What is asked >>
Transcribe the records verbatim, beginning with the first line and continuing through the line that contains "<point>1219,642</point>", both included.

Dataset extract >>
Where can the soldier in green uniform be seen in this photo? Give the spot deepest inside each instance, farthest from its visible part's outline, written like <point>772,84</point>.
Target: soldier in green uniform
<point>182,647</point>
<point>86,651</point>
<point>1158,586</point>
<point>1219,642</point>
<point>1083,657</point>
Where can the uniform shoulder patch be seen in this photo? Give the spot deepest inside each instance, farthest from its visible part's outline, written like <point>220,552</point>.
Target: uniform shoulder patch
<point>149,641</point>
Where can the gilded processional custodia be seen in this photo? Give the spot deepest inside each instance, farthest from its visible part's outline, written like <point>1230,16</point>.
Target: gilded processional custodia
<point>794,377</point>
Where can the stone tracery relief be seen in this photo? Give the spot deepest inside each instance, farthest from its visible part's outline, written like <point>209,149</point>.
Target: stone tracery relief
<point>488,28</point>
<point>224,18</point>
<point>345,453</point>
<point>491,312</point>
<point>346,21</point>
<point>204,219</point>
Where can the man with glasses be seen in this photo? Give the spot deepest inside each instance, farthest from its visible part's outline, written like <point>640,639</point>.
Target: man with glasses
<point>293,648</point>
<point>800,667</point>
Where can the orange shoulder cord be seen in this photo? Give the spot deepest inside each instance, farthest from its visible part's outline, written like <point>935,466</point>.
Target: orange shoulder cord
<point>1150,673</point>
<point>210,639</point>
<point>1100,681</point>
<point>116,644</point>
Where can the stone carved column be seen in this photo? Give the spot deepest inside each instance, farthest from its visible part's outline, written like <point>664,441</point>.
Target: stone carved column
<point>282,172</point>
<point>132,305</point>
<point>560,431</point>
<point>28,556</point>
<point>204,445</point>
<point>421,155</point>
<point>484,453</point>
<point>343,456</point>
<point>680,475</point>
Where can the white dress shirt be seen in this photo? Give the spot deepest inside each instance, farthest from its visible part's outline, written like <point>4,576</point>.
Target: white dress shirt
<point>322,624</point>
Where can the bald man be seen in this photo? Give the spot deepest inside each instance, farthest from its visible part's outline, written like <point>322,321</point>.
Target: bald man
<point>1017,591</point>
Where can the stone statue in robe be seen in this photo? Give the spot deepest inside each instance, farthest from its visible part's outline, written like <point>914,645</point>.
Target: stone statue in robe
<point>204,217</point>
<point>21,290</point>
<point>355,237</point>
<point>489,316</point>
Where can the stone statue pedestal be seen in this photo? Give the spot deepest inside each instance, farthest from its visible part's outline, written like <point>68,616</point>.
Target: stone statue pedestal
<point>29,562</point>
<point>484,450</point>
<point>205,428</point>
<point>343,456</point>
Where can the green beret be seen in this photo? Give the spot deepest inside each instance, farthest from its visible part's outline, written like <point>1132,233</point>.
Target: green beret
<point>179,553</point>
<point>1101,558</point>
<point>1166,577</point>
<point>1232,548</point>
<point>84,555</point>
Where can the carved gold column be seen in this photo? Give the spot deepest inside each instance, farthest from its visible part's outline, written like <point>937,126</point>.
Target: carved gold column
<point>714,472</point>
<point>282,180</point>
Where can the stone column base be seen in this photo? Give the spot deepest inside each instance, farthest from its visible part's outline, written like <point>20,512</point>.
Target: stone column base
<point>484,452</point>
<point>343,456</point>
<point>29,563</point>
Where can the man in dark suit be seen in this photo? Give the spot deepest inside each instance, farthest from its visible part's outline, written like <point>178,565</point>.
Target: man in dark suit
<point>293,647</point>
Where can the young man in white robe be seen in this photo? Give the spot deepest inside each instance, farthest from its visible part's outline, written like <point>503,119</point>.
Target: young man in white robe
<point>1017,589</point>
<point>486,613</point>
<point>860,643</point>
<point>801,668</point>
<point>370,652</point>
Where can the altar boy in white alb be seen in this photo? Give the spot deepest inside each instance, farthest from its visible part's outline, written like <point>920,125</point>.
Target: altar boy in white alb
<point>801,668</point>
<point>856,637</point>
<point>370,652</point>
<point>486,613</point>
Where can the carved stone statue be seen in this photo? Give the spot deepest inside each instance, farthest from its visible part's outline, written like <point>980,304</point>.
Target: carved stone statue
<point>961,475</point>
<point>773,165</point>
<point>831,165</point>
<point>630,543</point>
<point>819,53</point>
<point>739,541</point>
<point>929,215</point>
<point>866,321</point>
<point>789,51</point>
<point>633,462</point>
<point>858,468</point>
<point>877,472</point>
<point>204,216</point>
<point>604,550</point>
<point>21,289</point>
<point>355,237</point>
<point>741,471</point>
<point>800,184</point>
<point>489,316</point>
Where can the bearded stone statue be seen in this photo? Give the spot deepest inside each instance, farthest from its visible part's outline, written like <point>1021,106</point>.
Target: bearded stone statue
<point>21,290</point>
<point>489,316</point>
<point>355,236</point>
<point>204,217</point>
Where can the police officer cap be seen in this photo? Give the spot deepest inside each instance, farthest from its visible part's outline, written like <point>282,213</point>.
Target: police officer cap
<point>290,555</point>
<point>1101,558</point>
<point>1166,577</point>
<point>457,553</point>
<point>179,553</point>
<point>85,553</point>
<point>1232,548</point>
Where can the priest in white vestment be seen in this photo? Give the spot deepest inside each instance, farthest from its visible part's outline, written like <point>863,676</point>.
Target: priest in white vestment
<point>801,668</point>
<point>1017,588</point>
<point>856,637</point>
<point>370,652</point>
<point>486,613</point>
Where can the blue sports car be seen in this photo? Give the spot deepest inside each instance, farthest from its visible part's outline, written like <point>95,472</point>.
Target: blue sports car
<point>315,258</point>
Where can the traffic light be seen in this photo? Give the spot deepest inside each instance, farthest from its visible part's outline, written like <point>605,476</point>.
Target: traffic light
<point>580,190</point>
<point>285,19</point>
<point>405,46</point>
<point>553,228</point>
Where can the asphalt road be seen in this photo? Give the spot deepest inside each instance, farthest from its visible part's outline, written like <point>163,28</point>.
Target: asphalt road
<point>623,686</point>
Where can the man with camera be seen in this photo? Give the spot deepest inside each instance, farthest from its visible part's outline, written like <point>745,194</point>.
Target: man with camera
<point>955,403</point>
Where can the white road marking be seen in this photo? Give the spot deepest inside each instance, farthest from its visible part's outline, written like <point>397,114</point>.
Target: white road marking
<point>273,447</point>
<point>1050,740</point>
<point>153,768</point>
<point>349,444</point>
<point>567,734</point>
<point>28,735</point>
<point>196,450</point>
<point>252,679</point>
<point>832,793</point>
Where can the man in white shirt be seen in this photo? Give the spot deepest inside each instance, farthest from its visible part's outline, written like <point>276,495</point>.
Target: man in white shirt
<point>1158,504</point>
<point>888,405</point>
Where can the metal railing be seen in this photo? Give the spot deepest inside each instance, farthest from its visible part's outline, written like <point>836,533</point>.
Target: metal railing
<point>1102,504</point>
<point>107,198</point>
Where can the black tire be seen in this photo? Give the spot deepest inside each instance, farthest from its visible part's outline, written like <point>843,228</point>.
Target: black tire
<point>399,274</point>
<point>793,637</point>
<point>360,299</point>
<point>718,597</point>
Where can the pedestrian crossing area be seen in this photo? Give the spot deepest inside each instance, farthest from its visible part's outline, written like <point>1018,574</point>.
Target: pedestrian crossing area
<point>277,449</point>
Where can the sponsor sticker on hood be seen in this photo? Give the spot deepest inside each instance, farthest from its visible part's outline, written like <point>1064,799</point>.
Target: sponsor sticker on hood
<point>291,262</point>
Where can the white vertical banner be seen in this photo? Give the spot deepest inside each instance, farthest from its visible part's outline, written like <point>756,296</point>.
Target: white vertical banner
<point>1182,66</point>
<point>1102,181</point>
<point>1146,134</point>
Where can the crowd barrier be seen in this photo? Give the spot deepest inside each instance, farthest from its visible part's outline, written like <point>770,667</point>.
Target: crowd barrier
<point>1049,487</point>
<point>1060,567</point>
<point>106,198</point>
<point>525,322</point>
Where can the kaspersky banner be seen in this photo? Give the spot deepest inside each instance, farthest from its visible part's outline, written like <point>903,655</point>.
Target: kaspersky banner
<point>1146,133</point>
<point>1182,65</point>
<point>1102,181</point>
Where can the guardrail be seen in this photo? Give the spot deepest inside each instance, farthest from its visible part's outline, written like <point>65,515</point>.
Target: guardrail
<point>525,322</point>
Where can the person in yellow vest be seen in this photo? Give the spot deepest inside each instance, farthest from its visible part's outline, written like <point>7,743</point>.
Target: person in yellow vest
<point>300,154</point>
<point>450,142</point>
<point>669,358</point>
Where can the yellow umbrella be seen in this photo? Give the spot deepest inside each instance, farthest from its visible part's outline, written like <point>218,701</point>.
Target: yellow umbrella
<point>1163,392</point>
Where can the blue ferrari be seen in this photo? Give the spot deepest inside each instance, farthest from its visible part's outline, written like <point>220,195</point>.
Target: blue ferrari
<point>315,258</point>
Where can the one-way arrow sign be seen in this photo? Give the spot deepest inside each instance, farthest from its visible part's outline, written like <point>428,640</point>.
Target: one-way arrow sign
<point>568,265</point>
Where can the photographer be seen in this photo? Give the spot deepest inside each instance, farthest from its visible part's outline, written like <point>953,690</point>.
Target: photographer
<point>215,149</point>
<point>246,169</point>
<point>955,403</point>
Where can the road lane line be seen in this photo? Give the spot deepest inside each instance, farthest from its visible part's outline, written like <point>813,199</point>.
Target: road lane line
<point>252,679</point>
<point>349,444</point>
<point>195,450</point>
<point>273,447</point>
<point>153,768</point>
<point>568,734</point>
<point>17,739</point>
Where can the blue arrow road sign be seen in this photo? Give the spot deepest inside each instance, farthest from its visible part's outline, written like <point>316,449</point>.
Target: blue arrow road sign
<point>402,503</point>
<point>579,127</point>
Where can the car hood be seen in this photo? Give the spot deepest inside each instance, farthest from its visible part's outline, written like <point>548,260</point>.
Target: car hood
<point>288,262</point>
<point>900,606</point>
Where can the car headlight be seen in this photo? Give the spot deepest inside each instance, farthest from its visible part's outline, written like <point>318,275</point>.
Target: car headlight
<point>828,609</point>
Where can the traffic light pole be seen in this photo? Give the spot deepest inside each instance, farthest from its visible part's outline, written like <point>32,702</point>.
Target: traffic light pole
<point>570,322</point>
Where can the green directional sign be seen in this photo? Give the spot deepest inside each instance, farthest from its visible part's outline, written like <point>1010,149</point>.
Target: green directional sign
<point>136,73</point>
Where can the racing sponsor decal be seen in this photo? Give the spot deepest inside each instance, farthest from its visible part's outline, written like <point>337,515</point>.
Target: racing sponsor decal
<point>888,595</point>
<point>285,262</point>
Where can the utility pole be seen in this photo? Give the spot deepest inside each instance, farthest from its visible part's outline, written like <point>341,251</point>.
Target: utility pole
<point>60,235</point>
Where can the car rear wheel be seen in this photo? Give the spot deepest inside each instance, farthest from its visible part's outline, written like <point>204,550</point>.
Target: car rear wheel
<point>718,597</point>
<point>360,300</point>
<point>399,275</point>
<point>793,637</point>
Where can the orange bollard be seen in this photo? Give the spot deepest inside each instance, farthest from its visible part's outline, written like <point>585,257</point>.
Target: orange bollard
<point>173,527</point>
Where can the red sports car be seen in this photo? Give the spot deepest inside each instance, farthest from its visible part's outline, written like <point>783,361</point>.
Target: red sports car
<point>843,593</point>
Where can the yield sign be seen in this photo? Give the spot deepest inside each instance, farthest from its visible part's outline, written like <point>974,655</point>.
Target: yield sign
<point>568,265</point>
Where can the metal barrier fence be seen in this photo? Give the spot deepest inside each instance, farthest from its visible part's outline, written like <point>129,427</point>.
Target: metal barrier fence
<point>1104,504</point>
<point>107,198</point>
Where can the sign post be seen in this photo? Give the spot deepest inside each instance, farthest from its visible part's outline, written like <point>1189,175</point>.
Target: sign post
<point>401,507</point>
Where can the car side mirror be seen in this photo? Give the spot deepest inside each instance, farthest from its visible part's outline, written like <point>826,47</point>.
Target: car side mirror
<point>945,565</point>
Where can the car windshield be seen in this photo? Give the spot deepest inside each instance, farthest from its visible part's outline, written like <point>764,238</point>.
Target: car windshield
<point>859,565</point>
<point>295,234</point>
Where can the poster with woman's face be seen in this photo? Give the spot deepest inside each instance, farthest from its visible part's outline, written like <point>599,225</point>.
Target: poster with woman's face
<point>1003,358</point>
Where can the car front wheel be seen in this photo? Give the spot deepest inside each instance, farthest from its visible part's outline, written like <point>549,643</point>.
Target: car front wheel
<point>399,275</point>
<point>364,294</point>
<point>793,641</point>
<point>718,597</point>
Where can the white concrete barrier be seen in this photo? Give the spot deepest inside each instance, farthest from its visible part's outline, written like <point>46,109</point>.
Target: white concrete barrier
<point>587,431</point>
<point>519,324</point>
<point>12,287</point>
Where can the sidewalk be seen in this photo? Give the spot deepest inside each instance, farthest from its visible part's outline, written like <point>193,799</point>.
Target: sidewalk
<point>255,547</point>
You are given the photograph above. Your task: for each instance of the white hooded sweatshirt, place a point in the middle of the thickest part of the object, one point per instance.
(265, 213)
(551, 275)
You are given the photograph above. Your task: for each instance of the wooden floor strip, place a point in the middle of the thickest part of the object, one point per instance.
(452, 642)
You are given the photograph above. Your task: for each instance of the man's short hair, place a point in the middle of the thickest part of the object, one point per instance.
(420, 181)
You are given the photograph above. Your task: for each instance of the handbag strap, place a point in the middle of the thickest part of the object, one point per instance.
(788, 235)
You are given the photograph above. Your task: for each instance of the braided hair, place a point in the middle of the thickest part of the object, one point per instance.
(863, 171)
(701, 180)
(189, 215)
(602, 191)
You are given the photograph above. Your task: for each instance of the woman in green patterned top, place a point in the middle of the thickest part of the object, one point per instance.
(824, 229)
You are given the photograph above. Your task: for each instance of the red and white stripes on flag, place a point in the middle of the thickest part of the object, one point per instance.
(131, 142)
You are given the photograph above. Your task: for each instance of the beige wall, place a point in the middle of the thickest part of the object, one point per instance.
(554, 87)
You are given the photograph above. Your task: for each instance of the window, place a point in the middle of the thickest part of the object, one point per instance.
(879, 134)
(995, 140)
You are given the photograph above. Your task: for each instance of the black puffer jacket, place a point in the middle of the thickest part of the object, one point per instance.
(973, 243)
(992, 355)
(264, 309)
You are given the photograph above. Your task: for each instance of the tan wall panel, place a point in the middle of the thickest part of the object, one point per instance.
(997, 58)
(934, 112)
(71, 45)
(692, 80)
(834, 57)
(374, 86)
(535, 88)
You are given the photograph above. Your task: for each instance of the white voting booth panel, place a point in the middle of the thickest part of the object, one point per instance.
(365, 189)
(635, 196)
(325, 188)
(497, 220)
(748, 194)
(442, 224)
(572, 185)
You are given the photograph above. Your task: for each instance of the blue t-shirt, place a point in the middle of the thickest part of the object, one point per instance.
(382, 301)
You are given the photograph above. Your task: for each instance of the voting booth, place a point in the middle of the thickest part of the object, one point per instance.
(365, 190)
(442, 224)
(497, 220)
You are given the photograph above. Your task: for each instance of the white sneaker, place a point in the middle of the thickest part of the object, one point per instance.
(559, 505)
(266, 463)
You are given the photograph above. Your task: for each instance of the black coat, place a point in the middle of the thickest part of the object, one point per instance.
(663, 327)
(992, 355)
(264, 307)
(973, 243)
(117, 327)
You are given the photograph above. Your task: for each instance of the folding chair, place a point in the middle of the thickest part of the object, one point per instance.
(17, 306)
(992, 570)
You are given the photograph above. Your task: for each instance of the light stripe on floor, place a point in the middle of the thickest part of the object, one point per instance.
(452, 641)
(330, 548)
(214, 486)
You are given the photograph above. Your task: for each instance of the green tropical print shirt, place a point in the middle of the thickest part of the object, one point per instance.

Full response >>
Where can the soldier in green uniform be seen in this photo? Give the spot deepest inside each instance, farthest from its visible part's outline, written like <point>772,84</point>.
Target: soldier in green uniform
<point>182,647</point>
<point>86,651</point>
<point>1158,586</point>
<point>1219,642</point>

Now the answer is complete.